It has become commonplace to receive information and updates from journalists who use the Internet or satellite uplinks to deliver their stories. When Jurgen Habermas envisaged the concept of the public sphere, he had in mind a community or a nation as a place where ideas and information could be exchanged. In today’s connected world, the public sphere goes beyond a single community. In effect, the public sphere has become the entire world. As Herman and McChesney (1997) commented, the media are “the preeminent vehicles of communication” in the public sphere and as citizens we “give heavy weight to the media’s ability to contribute to the public sphere.”

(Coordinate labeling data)
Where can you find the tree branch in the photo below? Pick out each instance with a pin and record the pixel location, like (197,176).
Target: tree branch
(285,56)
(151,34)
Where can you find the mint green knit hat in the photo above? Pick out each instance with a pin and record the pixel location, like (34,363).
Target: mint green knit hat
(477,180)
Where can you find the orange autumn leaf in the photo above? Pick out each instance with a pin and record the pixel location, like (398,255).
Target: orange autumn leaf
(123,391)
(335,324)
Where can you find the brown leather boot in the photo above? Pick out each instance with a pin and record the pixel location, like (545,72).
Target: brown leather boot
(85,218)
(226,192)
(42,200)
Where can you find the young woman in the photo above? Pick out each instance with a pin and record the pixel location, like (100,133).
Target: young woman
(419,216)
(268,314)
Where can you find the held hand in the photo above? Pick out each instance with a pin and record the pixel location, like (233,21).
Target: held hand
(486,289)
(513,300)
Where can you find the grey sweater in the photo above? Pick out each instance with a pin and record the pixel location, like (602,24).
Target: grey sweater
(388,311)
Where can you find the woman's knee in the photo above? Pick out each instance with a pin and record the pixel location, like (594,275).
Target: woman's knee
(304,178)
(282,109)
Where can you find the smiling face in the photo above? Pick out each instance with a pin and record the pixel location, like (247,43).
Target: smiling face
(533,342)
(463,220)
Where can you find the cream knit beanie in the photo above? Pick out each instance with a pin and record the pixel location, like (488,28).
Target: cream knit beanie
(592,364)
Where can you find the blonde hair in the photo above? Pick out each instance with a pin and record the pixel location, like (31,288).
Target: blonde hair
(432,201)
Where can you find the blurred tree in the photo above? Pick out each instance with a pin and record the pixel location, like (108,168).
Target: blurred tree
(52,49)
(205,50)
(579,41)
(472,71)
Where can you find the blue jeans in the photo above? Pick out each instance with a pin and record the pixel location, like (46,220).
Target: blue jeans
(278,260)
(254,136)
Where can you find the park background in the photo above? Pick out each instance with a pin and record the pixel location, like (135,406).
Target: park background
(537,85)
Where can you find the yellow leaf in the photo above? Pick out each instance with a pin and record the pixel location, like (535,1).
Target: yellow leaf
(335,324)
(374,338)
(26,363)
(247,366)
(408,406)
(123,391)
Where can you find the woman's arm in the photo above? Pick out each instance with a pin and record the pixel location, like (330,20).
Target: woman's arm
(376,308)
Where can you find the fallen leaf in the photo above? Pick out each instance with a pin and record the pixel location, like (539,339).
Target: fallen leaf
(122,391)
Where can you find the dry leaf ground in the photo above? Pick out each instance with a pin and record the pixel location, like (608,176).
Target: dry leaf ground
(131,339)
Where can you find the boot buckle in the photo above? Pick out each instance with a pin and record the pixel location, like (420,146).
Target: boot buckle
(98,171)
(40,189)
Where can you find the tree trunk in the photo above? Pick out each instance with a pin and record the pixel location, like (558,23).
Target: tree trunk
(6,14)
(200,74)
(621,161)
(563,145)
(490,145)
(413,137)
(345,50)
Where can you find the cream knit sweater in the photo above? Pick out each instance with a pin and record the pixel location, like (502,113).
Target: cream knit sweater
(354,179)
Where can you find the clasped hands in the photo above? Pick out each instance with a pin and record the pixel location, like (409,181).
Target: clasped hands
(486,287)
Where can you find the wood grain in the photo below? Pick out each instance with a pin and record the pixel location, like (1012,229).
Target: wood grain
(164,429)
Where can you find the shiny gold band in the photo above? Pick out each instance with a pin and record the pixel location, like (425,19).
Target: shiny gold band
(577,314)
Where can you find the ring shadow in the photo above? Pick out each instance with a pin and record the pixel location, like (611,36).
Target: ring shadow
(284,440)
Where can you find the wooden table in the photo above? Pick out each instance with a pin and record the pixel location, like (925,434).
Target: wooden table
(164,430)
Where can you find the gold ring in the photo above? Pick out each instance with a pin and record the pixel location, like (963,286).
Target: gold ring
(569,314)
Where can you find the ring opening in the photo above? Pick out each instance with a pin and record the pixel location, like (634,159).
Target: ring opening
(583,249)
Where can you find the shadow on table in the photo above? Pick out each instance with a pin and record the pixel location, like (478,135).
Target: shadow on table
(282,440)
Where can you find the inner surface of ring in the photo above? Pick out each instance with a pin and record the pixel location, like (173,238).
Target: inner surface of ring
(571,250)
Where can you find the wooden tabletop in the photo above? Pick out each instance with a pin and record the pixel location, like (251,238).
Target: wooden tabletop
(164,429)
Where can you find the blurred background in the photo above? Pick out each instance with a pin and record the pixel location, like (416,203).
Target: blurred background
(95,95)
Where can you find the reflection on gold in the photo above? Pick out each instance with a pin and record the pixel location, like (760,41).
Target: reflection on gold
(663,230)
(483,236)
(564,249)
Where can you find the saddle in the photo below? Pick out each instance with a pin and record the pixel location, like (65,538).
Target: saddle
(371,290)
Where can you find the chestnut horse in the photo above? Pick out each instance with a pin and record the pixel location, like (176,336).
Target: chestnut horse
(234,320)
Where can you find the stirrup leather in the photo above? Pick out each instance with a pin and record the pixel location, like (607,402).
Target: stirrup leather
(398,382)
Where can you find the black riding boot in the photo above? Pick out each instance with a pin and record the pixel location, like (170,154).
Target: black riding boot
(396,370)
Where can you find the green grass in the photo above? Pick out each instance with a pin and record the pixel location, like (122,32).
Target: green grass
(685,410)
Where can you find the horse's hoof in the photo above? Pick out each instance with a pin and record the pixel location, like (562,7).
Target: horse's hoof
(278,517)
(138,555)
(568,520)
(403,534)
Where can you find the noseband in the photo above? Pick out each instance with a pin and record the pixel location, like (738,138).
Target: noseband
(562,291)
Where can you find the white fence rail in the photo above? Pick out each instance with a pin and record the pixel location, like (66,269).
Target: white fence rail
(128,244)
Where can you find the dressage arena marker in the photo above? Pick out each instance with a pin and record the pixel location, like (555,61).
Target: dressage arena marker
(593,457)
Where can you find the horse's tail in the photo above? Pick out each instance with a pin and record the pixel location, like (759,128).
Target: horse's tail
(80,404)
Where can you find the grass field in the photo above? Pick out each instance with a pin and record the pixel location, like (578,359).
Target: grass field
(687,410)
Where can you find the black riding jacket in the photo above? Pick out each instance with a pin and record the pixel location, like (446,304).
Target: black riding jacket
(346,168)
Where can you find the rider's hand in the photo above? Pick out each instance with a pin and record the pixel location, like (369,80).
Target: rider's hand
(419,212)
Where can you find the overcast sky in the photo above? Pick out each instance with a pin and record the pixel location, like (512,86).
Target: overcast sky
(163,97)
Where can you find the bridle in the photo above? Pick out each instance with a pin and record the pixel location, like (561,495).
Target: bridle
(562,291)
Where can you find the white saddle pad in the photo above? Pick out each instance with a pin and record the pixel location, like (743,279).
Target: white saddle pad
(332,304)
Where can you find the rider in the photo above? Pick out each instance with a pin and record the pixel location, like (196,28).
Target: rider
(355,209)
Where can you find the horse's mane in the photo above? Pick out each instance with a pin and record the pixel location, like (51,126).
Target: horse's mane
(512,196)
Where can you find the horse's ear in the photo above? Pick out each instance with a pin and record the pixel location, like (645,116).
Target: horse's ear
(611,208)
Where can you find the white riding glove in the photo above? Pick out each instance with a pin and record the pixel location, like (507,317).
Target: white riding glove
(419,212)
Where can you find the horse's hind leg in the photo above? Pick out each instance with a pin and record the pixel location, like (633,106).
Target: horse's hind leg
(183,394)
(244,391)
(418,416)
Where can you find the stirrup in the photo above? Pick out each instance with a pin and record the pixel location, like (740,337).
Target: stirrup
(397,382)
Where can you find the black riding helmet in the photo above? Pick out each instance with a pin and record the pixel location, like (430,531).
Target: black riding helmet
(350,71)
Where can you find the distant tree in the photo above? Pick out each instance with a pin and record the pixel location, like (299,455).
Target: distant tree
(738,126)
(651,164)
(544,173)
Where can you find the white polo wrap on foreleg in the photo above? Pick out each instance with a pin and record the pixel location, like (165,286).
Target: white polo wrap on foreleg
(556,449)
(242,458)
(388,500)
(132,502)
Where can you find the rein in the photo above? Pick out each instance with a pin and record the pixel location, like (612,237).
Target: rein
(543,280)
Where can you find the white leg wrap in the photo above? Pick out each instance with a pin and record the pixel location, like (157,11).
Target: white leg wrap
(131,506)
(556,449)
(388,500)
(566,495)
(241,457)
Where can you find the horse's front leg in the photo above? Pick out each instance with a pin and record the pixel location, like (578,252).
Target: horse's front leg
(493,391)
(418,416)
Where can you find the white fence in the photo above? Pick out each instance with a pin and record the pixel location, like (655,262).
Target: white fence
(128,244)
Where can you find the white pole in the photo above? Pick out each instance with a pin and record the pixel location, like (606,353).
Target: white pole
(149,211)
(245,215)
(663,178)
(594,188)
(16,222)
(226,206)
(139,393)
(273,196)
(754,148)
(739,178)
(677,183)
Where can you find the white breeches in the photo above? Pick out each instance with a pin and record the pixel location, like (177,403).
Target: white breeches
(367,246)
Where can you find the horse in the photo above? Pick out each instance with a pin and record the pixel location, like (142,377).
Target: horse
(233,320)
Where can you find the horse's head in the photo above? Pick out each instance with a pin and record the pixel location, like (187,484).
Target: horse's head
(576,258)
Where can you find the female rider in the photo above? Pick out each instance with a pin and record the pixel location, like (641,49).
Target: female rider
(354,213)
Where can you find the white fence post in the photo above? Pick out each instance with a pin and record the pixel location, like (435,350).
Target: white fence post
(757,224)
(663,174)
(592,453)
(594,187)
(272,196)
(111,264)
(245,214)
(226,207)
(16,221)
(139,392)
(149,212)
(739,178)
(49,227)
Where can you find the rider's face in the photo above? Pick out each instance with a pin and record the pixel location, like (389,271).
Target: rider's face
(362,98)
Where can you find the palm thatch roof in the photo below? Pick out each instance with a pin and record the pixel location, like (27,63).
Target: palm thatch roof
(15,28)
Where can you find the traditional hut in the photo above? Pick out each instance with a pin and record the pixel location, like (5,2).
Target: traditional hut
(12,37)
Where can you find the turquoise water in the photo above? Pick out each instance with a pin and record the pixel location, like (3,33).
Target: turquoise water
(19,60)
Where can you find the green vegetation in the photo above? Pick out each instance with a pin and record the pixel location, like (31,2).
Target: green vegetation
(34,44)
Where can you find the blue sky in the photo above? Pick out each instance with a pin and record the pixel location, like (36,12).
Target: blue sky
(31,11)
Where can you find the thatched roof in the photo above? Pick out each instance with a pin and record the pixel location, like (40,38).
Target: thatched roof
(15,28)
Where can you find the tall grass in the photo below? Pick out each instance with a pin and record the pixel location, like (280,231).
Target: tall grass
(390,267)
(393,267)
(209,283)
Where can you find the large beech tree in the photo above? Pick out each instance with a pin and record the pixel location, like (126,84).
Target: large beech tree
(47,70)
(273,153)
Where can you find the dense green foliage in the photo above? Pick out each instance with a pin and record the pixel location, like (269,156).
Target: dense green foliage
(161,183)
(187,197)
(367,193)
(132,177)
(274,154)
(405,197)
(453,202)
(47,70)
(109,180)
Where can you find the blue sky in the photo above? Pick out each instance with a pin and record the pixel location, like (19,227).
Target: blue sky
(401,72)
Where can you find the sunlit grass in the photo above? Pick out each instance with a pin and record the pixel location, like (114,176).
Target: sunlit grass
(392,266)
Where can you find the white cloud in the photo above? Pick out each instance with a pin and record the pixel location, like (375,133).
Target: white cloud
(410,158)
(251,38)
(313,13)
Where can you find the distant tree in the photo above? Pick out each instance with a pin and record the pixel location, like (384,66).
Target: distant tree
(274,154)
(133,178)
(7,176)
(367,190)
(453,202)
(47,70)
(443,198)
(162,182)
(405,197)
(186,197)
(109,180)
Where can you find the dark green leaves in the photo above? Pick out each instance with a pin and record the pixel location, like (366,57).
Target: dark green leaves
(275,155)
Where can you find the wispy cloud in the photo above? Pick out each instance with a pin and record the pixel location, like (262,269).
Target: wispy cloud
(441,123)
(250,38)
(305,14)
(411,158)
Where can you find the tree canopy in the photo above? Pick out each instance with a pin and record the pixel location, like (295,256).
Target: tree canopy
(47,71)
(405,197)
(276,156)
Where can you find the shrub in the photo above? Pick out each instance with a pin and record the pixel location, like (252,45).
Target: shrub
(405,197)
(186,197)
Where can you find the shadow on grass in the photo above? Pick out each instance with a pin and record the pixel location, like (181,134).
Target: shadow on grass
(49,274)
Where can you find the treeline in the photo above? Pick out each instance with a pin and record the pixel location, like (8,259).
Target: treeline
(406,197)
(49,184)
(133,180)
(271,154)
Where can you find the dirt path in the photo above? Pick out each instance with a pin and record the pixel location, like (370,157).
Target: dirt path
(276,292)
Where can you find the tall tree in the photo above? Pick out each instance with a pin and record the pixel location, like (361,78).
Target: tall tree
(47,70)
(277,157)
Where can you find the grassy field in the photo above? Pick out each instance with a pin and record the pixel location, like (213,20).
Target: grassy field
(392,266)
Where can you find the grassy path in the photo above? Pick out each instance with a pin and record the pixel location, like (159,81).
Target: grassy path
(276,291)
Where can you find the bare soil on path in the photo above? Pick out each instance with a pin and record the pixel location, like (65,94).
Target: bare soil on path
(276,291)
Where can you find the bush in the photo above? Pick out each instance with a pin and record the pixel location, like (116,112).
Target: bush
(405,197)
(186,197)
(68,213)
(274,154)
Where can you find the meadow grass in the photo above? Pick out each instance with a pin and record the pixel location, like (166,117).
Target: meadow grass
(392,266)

_WHAT YOU NEED TO DO_:
1. Name every person mentioned in the passage on the public sphere.
2. Reproduce the stretch of entries from the line containing "Where can you find the dirt" through the end of the entries.
The passage and the entries have nothing to do with each other.

_RESPONSES IN ORDER_:
1. Jurgen Habermas, Herman, McChesney

2.
Where can you find the dirt path in the photo above? Pick out each instance with a pin and record the pixel location, like (370,157).
Target: dirt path
(276,292)
Where can you find the tall tree in the photo above? Pick out each instance with a pin and record the pixel location, like (361,78).
Target: tall tree
(47,70)
(277,157)
Where can you find the grassy field in the photo above? Pick out each instance with a pin and record the pixel location, like (213,20).
Target: grassy field
(392,266)
Where can you find the grassy path in the photo above? Pick out each instance with a pin and record the pixel location, like (159,81).
Target: grassy path
(276,291)
Where can you find the bare soil on path in the photo above? Pick out each instance with a pin and record the pixel location, like (65,94).
Target: bare soil on path
(276,291)
Where can you find the bush in the photo above? Pick out each instance with a pin and record the pixel location, like (116,112).
Target: bush
(405,197)
(186,197)
(68,213)
(274,154)
Where can you find the meadow grass in the photo above? Pick out each instance with a pin and record the pixel location, like (166,117).
Target: meadow grass
(392,266)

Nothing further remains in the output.